Print every line of the listing exactly, please.

Outline annotation records
********

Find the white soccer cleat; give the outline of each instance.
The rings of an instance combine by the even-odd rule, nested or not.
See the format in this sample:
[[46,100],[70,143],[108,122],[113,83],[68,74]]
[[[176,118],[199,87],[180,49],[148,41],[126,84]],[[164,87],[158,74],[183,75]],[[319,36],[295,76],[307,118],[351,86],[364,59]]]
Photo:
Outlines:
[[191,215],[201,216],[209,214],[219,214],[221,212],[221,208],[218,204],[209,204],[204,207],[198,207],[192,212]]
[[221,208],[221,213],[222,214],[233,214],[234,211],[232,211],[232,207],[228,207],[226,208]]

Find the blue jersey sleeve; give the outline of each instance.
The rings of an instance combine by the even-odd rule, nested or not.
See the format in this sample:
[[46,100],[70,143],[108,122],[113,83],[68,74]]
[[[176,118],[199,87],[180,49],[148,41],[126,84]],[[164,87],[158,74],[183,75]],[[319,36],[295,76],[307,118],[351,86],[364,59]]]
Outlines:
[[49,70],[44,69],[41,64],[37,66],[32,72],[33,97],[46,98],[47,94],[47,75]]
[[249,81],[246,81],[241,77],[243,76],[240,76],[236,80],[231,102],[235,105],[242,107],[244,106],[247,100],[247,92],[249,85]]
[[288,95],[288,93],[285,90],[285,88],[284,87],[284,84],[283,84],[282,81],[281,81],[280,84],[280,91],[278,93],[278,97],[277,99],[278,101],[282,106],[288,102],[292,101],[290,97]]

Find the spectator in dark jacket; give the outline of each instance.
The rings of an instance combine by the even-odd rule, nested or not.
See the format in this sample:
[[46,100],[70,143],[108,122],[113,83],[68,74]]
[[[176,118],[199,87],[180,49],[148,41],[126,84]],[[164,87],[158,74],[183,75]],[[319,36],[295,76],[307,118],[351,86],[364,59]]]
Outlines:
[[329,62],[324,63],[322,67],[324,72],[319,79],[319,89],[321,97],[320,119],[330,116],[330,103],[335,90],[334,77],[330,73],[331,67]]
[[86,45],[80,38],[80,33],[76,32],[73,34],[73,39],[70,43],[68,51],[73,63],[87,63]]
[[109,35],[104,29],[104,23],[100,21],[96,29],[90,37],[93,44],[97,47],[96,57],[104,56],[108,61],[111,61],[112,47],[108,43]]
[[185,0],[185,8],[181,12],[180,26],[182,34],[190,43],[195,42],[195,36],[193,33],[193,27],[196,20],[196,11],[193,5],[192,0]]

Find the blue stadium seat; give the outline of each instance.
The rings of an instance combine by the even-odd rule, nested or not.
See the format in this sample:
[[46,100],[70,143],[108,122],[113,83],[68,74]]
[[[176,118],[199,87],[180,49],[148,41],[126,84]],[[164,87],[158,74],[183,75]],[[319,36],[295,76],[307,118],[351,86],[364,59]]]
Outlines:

********

RESPONSE FOR THIS EXERCISE -
Find the white soccer cleat; give the outline of each instance.
The rings of an instance combine by the even-odd rule, nested or not.
See the format in this sample:
[[46,100],[70,143],[108,122],[113,83],[68,74]]
[[[176,118],[199,87],[180,49],[148,41],[126,84]],[[164,87],[158,74],[183,75]],[[319,36],[295,76],[307,118],[351,86],[364,59]]]
Photo:
Outlines:
[[191,215],[201,216],[209,214],[219,214],[221,212],[221,208],[218,204],[209,204],[204,207],[198,207],[192,212]]
[[221,208],[221,213],[222,214],[233,214],[234,211],[232,211],[232,207],[228,207],[226,208]]

Find the blue jersey sleeve; give the outline of each instance.
The rings of an instance combine by the even-odd rule, nested or not.
See the format in this sample:
[[46,100],[70,143],[108,122],[113,83],[68,74]]
[[[176,118],[199,87],[180,49],[148,41],[126,84]],[[164,87],[158,74],[183,75]],[[319,36],[295,76],[307,118],[351,86],[364,59]]]
Outlines:
[[49,70],[44,69],[41,64],[37,66],[32,72],[33,97],[46,98],[47,94],[47,75]]
[[249,81],[246,81],[241,77],[243,76],[240,76],[236,80],[231,102],[235,105],[242,107],[244,106],[247,100],[247,92],[249,85]]
[[288,95],[288,93],[285,90],[285,88],[284,87],[284,84],[283,84],[282,81],[281,81],[280,84],[280,91],[278,93],[278,97],[277,99],[278,101],[282,106],[288,102],[292,101],[290,97]]

Find the spectator in dark jacket; give the outline of each instance.
The rings of an instance combine by the even-odd rule, nested or not.
See the format in this sample:
[[46,100],[70,143],[108,122],[113,83],[68,74]]
[[[176,118],[199,87],[180,49],[148,41],[126,84]],[[164,87],[158,74],[183,75]],[[319,36],[295,76],[307,118],[351,86],[364,59]]]
Outlines:
[[329,62],[324,63],[322,67],[324,72],[319,79],[319,89],[321,97],[320,119],[330,116],[330,103],[335,90],[334,77],[330,73],[331,67]]
[[86,45],[80,38],[80,33],[76,32],[73,34],[73,39],[70,43],[68,51],[73,63],[87,63]]
[[109,35],[104,29],[104,23],[100,21],[96,29],[90,37],[93,44],[97,47],[96,57],[104,56],[108,61],[111,61],[112,47],[108,43]]
[[185,0],[185,8],[181,12],[180,26],[182,34],[190,43],[195,42],[195,36],[193,33],[193,27],[196,20],[196,11],[193,5],[192,0]]

Find the blue stadium seat; give the outline of each instance.
The rings of an instance combine by the even-odd rule, nested or not.
See the format in this sample:
[[46,100],[70,143],[108,122],[113,83],[68,74]]
[[[176,118],[199,87],[180,49],[148,41],[126,84]],[[164,87],[158,74],[183,75]],[[319,36],[295,76],[307,118],[351,86],[364,59]]]
Outlines:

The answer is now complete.